Items from a dataset:

········

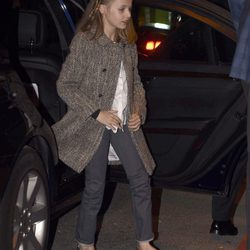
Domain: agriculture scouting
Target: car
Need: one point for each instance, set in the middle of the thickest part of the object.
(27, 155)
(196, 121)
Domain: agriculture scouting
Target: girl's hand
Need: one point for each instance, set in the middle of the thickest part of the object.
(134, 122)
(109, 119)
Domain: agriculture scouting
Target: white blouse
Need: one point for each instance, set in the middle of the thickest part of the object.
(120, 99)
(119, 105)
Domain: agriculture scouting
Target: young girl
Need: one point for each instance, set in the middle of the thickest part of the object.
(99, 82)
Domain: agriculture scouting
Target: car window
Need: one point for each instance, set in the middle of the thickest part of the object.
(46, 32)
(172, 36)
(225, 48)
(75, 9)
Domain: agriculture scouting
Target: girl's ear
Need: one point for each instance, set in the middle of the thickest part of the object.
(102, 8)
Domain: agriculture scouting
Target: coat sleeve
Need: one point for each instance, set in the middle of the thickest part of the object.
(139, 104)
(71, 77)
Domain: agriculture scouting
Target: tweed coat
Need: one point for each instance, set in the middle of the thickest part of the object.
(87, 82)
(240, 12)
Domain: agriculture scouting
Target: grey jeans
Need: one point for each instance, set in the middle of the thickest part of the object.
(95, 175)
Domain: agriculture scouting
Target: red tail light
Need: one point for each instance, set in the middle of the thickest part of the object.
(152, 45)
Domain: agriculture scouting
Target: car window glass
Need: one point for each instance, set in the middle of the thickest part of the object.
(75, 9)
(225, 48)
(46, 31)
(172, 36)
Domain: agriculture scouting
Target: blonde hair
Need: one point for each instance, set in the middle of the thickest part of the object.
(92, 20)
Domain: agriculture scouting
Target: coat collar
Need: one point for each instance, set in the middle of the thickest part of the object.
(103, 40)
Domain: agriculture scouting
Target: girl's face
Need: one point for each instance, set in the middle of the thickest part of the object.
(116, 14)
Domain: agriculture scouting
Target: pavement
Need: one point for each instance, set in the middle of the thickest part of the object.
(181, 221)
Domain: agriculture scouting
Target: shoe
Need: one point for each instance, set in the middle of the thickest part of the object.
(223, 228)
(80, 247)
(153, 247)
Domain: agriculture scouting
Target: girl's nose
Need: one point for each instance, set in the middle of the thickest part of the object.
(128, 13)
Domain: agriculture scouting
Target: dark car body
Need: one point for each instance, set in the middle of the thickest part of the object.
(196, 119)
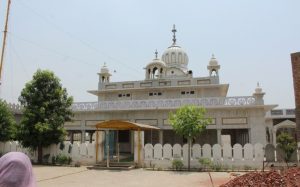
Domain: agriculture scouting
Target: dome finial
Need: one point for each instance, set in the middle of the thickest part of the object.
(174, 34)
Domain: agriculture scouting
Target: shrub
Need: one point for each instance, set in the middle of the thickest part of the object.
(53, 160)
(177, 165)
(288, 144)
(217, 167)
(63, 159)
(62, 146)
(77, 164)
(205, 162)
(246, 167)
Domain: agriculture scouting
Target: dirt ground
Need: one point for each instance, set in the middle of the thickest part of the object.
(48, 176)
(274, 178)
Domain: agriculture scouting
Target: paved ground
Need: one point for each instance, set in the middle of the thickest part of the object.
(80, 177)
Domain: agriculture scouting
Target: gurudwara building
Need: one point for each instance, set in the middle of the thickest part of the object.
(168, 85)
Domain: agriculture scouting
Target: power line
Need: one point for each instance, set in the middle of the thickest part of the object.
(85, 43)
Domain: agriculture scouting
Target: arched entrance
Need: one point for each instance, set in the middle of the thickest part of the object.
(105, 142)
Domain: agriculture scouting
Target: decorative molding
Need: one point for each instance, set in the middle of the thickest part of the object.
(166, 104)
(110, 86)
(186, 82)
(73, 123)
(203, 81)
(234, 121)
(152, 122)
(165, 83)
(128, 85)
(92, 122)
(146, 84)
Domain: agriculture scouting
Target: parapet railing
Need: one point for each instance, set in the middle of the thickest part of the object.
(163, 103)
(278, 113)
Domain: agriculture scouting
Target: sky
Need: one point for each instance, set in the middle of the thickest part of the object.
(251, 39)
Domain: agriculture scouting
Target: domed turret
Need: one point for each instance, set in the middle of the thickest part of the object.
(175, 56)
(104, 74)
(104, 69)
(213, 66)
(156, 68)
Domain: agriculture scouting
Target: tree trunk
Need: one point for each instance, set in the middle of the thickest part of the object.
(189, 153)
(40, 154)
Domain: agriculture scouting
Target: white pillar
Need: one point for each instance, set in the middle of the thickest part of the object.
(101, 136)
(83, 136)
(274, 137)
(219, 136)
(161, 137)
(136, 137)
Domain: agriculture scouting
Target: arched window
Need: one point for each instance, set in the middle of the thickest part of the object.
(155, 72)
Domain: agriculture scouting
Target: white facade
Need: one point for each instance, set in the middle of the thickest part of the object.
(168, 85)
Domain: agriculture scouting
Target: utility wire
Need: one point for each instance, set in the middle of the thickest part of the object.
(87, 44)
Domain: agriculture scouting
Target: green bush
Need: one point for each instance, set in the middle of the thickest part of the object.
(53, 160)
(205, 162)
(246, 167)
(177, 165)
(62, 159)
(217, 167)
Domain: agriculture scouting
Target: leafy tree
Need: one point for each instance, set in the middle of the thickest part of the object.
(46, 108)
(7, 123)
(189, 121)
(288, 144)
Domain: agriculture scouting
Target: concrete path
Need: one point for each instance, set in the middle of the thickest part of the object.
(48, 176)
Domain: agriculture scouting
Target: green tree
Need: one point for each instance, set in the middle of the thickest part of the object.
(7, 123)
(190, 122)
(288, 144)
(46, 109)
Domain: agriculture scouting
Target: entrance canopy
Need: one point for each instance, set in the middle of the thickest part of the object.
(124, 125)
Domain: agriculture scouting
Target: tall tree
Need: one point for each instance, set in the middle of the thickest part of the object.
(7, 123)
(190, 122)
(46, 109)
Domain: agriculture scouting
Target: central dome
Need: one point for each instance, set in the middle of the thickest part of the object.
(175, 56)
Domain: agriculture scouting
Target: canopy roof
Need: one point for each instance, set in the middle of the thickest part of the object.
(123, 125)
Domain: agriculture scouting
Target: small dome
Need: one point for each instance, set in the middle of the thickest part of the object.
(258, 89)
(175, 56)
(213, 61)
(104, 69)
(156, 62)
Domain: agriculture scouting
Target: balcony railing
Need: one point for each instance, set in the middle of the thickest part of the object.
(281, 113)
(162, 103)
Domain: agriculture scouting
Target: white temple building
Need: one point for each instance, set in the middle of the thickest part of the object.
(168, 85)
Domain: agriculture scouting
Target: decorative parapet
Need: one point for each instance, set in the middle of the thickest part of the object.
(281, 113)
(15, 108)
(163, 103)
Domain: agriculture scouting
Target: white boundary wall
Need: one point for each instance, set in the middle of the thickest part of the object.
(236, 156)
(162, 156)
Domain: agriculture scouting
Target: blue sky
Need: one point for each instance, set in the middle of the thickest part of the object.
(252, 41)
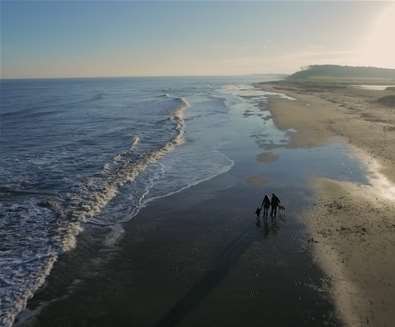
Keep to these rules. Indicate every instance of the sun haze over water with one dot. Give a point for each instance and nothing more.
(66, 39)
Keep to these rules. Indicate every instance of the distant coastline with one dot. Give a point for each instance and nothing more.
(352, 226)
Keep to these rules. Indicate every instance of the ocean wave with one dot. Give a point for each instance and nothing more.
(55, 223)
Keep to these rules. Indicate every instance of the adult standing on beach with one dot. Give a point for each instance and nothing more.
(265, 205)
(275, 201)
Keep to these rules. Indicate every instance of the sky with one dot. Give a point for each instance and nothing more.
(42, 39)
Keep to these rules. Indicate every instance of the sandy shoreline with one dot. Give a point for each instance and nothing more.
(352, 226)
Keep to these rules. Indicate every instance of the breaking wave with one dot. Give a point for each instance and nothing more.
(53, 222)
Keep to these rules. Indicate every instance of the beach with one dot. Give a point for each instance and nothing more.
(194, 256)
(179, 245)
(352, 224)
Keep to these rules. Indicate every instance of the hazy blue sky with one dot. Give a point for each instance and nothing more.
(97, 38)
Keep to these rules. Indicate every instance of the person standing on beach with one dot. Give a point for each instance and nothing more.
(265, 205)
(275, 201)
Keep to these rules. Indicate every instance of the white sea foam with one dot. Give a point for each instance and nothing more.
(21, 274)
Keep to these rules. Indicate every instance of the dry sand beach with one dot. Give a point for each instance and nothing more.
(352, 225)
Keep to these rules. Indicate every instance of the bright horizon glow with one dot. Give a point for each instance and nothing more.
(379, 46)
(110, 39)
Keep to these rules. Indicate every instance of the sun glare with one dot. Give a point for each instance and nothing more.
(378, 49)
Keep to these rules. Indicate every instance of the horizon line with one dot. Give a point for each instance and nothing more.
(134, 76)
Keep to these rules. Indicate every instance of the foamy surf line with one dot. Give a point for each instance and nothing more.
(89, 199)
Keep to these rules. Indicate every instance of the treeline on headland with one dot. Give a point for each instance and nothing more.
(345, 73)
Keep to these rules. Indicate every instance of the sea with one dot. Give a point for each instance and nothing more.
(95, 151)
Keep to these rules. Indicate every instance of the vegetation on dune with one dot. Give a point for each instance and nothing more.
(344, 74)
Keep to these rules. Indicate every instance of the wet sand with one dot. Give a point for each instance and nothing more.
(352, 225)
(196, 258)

········

Description of the task. Give back exactly the lines that run from the line with "Keep to these rules. Indicate every instance of the foamy" through the close of the material, counting both ends, and nothing more.

Full response.
Keep to these rules. Indicate every instance of the foamy surf line with one dot. Give a point for each instance and nothing more.
(89, 199)
Keep to these rules. Indicate every instance of the treeline on headland with one dot. Give a point for each instance and nothing more.
(345, 73)
Keep to these rules. Indicate every instance of the sea with one dot. Give a point for each instance and nothing more.
(95, 151)
Keep to these rules. Indicate every instance of the vegetation on dune with one dot. Give a point for each instance and nothing more.
(344, 74)
Keep to these rules. Indicate every instance of the wet sand with one dot. Give a point for each instance and nothing more.
(352, 225)
(196, 258)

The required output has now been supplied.